Data for processing =
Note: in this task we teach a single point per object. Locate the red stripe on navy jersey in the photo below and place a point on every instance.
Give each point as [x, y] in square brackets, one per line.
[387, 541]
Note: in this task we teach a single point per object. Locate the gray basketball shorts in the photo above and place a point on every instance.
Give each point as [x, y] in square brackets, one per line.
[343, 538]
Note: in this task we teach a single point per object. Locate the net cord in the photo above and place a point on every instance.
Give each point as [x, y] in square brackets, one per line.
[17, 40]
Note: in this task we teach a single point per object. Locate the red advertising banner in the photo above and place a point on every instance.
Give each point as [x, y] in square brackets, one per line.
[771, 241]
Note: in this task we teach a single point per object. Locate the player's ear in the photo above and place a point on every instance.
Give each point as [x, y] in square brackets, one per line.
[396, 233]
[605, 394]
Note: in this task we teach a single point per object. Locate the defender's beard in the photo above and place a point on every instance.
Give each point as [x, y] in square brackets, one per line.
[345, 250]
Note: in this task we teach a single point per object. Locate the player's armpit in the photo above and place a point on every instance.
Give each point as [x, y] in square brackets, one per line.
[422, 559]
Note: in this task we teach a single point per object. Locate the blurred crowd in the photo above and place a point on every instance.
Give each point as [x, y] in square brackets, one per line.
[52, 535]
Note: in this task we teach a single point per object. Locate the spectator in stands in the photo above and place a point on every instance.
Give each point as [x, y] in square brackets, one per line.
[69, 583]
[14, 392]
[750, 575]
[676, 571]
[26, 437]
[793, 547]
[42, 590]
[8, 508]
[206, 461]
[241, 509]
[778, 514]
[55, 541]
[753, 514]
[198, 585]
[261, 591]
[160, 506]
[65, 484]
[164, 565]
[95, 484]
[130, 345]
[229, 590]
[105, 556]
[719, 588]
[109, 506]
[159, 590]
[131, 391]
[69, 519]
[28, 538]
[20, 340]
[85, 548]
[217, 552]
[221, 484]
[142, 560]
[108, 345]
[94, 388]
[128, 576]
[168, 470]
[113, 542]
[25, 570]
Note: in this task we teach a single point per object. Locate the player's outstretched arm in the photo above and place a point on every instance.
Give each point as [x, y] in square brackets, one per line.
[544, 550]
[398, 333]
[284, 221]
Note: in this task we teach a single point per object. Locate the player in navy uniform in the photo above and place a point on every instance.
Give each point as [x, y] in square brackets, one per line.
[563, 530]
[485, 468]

Goal of the exercise = Wherever the string "Locate" appears in the entries above, return the line it appears on.

Finished task =
Note: in this task we teach a single point per object. Locate the red stripe on navy jersey in the photo below and place a point on every instance.
Note: in this task we teach a single point per object. Locate the gray basketball shorts in the photo above and place a point on every instance.
Note: in this task we teach a single point per object. Locate the net cord in the photo above and place a point on every instance.
Note: in this task we teach a single point per object. Locate the red advertising banner in the photo above and place a point on every instance.
Note: in this task we teach a single point per object. Locate the player's ear in the photo above and place a point on every instance.
Note: in this task we teach a single point per object. Locate the defender's beard in the photo above and place a point on every instance.
Note: in this task we teach a single point per object. Locate the player's armpit in the photo above and place a point on every instance.
Note: in this task we teach a single point per object. Locate the blurred crowd in the photo above and place a point on every instance.
Note: in this task we teach a single point per object. Locate the spectator in stands in the photo above and place a point on every instance.
Note: in this task we teach a single point per object. Locate the player's outstretched arm in the photo above and place a point on every instance.
Note: in this task we teach a single point per object. Locate the player in navy uniform in the photo above and place a point on every instance.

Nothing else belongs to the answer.